Seattle Indian Health Board/Urban Indian Health Institute
Seattle Indian Health Board (SIHB) is a Federally Qualified Health Center, founded in 1970, located in the King County, Washington. SIHB provides high quality and culturally attuned health care to more than 6000 people annually. The Urban Indian Health Institute (UIHI), the public health division of SIHB, is a Public Health Authority and Tribal Epidemiology Center. We understand that indigenizing research practices, providing culturally inclusive evaluation, and practicing data sovereignty is as essential to the health and wellness of Native people as direct service health care. SIHB is home to 30 different learning programs meant to create the next generation of Native and Native Serving Health Care professionals. SIHB understands that serving the community means more than delivering high quality health and human services and rigorous public health research; it also means doing everything in our power to invest in the next generation of leaders.
The University of Pennsylvania Wharton Health Care Management Department and Leonard Davis Institute of Health Economics
Founded in 2000 by the Wharton School’s Health Care Management Department and Penn LDI, the Summer Undergraduate Mentored Research (SUMR) Program is a nationally recognized 12-week internship that introduces exceptional undergraduates to research in health services, population health, and clinical epidemiology. Committed to advancing health equity, SUMR matches students with leading Penn faculty for mentored research experiences. Scholars also engage in an eight-week critical writing course, hear from more than 50 faculty members on their research, methodology and career journeys, and present their work at the End of SUMR Research Symposium. To date, over 425 students have completed the program, with more than 80 percent pursuing meaningful careers in health care, including medicine, public health, and academia.
Gail Wilensky Award for Impact in Health Policy, Sponsored by NORC at the University of Chicago
Robert Otto Valdez, Ph.D.
This new award was created to commemorate the life and impact of Dr. Gail Wilensky, who passed away in 2024. This award recognizes leaders in health policy who have made a positive impact on the American health care system through the development and use of evidence to shape U.S. health policy. In celebrating their accomplishments and recognizing exceptional leadership, the award will continue Dr. Wilensky’s legacy and preserve her memory for future generations of policy experts.

_ _ _ _ _ _ _

**Work order:**
Write out, word for word, the part of the passage on health programs and awards that opens with the words containing "Gail Wilensky Award" and closes with "of policy experts.".

Items drawn from a data source:
_ _ _ _ _ _ _

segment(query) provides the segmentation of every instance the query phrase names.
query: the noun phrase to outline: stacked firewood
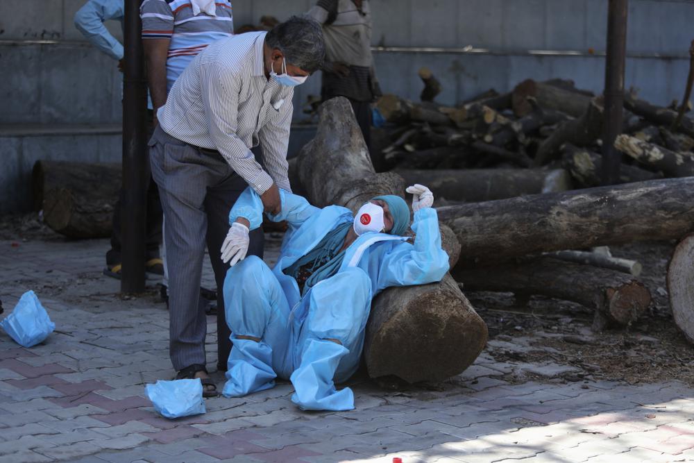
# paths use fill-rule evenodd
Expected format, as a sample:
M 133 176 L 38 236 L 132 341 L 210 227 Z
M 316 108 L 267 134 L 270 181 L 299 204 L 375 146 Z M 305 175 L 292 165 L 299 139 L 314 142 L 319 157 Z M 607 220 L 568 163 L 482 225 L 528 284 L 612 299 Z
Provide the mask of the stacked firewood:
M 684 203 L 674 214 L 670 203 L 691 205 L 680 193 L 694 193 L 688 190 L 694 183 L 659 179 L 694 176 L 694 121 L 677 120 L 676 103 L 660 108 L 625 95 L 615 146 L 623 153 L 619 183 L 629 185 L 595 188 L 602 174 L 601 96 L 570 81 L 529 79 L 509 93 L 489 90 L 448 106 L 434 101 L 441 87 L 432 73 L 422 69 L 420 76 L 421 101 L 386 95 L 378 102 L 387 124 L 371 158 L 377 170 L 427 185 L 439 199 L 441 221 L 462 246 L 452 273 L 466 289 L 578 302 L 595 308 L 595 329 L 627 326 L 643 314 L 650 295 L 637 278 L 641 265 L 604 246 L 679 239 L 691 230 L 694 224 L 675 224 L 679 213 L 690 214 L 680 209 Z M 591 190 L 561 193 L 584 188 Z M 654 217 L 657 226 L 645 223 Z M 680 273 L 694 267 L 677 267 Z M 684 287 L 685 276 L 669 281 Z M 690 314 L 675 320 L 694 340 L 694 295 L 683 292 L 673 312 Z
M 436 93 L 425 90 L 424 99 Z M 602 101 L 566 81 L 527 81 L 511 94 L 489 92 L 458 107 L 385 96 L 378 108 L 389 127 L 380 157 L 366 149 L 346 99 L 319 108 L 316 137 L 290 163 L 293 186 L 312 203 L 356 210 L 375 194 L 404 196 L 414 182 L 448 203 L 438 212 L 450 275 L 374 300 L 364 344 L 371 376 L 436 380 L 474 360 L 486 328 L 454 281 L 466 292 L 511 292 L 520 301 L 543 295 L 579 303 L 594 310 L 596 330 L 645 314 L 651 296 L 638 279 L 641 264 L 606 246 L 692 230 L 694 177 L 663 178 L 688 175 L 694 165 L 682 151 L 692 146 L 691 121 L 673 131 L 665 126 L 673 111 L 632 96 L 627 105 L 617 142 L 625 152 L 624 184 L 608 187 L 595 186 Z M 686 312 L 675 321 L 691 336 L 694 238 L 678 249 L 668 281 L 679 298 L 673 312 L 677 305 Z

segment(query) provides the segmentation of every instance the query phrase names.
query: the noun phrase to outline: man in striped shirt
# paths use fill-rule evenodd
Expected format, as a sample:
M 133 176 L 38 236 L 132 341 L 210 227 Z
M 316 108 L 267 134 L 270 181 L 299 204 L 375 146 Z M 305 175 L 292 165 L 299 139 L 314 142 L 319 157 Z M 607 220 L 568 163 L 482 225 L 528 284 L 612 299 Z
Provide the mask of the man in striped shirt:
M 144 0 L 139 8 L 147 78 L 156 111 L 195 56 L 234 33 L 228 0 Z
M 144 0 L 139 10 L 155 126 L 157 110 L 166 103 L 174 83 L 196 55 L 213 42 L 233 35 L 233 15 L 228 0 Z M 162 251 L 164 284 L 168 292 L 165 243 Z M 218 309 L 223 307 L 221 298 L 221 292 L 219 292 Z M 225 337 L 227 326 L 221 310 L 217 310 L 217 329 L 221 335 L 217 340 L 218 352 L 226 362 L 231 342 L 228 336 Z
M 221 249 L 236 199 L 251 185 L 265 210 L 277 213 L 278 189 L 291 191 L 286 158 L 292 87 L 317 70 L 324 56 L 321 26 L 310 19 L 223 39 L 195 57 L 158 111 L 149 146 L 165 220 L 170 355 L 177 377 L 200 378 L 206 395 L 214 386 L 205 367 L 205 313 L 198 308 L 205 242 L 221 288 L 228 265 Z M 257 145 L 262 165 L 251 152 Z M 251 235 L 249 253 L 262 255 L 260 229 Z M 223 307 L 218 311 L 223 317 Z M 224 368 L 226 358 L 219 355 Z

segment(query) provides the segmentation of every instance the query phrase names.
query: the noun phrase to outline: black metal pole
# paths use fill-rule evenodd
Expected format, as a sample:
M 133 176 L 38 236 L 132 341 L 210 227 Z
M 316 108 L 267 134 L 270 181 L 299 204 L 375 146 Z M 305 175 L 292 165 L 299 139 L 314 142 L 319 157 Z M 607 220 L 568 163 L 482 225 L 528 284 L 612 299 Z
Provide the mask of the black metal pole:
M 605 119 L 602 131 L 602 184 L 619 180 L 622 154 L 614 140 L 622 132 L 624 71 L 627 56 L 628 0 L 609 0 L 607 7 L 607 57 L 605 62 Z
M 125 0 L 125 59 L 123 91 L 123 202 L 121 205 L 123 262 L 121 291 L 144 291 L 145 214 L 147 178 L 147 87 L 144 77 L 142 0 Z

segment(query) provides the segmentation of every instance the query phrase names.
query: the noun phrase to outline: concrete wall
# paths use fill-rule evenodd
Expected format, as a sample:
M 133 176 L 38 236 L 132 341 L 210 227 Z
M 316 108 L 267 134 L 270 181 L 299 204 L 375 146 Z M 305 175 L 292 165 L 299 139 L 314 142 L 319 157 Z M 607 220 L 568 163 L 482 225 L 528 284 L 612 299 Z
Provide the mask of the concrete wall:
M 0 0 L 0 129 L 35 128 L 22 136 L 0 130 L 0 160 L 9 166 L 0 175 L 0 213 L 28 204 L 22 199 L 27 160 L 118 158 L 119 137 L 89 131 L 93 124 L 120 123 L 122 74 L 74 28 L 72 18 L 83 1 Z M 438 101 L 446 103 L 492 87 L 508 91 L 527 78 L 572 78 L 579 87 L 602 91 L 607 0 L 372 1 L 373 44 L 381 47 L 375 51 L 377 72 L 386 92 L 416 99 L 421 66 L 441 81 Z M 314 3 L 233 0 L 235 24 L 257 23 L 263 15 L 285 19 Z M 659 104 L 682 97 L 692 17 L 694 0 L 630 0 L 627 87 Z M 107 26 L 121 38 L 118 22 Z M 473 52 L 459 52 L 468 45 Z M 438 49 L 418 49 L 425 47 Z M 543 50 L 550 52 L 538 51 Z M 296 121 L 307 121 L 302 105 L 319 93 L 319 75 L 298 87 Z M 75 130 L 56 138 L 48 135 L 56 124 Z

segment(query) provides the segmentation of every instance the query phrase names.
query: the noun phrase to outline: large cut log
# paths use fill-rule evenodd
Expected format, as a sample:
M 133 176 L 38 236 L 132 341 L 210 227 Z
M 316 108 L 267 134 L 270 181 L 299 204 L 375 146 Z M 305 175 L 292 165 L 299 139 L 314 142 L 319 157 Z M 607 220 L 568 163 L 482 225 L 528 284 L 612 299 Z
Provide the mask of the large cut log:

_ _ _ _ _ _ _

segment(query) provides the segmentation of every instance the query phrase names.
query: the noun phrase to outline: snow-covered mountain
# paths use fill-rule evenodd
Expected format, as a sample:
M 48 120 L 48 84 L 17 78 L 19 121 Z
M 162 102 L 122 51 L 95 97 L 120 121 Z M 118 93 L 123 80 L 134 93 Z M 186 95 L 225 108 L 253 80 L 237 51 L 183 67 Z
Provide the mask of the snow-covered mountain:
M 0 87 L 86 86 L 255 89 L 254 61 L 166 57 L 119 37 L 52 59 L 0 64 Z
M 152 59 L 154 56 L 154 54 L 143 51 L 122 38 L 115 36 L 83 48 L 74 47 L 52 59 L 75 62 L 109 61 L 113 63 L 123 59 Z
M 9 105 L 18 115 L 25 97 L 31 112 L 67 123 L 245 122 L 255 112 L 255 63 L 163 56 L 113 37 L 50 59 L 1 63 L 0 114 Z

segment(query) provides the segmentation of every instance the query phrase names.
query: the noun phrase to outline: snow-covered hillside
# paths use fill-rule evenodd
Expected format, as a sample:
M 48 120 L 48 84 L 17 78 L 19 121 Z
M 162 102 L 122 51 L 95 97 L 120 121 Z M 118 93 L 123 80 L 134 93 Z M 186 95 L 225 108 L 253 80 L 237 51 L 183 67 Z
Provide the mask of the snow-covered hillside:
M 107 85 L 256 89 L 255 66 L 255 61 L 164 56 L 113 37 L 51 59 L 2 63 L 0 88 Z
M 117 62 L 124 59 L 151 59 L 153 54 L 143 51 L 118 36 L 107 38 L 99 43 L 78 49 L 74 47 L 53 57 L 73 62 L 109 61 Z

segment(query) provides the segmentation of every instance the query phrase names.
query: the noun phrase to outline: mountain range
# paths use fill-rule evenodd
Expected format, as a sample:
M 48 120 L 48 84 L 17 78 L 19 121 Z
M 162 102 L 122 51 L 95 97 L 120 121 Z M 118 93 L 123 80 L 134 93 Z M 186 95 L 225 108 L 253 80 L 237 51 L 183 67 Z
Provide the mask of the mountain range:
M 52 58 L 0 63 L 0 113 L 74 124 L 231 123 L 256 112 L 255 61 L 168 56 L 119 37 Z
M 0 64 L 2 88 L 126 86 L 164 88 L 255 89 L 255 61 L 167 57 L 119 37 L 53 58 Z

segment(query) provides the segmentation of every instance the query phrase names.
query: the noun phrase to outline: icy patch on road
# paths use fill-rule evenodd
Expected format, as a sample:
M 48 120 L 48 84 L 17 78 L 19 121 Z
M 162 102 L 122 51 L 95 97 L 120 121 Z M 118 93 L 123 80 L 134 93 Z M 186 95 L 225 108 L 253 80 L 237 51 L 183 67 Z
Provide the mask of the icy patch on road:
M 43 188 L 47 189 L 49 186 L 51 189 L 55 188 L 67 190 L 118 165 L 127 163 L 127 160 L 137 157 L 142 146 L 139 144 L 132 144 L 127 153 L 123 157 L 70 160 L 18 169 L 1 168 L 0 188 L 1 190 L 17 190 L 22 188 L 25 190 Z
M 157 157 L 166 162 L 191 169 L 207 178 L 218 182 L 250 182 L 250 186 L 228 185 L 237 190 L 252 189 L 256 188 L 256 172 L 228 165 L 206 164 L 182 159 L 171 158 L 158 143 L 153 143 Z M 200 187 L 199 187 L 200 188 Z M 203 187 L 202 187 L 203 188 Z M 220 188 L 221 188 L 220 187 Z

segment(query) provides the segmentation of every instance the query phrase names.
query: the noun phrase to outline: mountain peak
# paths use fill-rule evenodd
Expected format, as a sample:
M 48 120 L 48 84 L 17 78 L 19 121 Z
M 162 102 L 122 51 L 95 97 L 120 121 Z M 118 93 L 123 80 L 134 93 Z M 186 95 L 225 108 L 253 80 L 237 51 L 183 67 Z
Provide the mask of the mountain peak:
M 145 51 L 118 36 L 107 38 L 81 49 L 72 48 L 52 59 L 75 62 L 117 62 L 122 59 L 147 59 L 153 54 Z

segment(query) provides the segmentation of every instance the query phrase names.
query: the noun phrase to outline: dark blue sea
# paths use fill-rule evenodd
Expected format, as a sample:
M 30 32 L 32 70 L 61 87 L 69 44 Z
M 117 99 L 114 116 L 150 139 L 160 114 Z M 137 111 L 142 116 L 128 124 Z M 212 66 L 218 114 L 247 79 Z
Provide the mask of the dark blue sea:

_ _ _ _ _ _ _

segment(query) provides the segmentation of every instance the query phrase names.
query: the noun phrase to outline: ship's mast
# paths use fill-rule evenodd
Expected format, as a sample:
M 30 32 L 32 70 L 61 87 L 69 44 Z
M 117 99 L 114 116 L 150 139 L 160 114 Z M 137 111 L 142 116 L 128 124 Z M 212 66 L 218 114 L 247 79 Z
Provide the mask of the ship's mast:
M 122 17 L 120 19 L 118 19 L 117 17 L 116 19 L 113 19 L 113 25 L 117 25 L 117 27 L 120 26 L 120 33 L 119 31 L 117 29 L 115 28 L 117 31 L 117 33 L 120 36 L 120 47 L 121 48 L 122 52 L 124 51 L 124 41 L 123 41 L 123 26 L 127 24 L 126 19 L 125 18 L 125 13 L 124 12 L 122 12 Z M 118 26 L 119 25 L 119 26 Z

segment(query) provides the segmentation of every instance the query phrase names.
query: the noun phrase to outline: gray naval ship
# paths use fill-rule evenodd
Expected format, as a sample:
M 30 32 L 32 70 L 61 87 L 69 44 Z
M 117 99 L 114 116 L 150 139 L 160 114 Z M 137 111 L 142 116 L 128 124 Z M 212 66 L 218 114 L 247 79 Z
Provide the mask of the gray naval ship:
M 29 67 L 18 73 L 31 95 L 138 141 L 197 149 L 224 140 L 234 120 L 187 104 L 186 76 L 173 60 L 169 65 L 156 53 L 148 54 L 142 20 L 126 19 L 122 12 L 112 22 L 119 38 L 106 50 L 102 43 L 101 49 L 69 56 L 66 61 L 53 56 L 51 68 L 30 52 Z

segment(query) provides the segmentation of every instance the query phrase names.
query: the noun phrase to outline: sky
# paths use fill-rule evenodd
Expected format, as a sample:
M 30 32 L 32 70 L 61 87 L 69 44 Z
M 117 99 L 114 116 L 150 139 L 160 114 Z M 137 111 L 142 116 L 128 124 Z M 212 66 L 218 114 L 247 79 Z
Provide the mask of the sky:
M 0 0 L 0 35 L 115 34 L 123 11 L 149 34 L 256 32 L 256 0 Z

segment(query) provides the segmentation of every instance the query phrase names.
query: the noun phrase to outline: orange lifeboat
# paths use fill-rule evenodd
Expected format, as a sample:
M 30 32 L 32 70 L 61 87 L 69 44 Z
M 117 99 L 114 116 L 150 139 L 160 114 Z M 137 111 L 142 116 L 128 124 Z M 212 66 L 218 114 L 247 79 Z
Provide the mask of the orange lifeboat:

_ _ _ _ _ _ _

**Task response:**
Gail Wilensky Award for Impact in Health Policy, Sponsored by NORC at the University of Chicago
Robert Otto Valdez, Ph.D.
This new award was created to commemorate the life and impact of Dr. Gail Wilensky, who passed away in 2024. This award recognizes leaders in health policy who have made a positive impact on the American health care system through the development and use of evidence to shape U.S. health policy. In celebrating their accomplishments and recognizing exceptional leadership, the award will continue Dr. Wilensky’s legacy and preserve her memory for future generations of policy experts.